PROBLEM DESCRIPTION: Please copy out every line of the items below except the pictures, adding 107 to each number in the answer coordinates and leaving all other numbers unchanged.

— START OF TASK INPUTS —

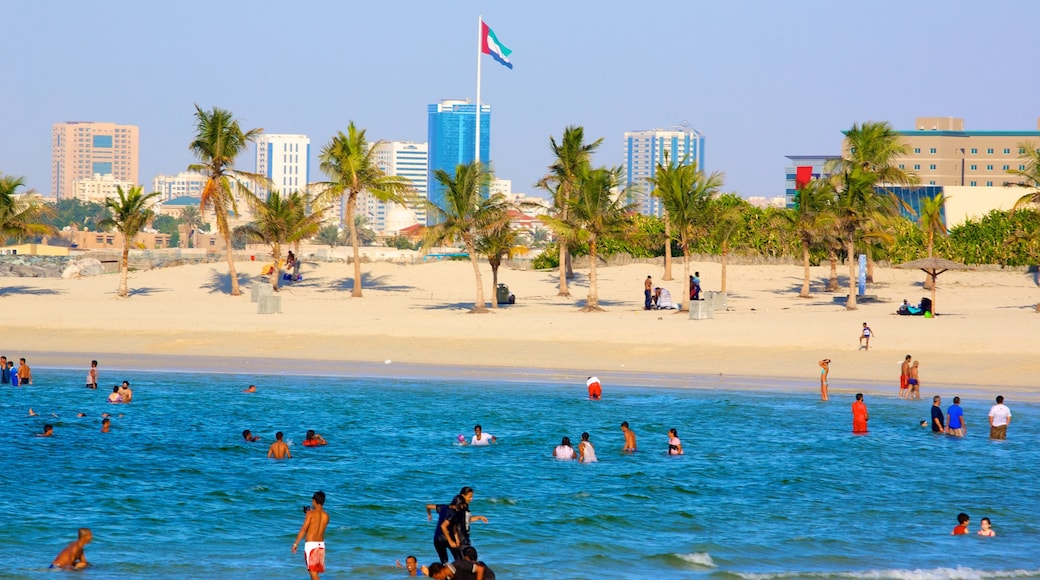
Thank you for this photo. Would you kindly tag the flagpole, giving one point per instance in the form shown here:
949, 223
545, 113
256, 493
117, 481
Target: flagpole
479, 49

— END OF TASK INPUTS —

SOLUTION TO THE PROBLEM:
Thank you for this photo. Would you kindly tag the flagpole, giving one point per instance in the form shown here:
949, 223
545, 113
256, 493
117, 481
Target: flagpole
586, 156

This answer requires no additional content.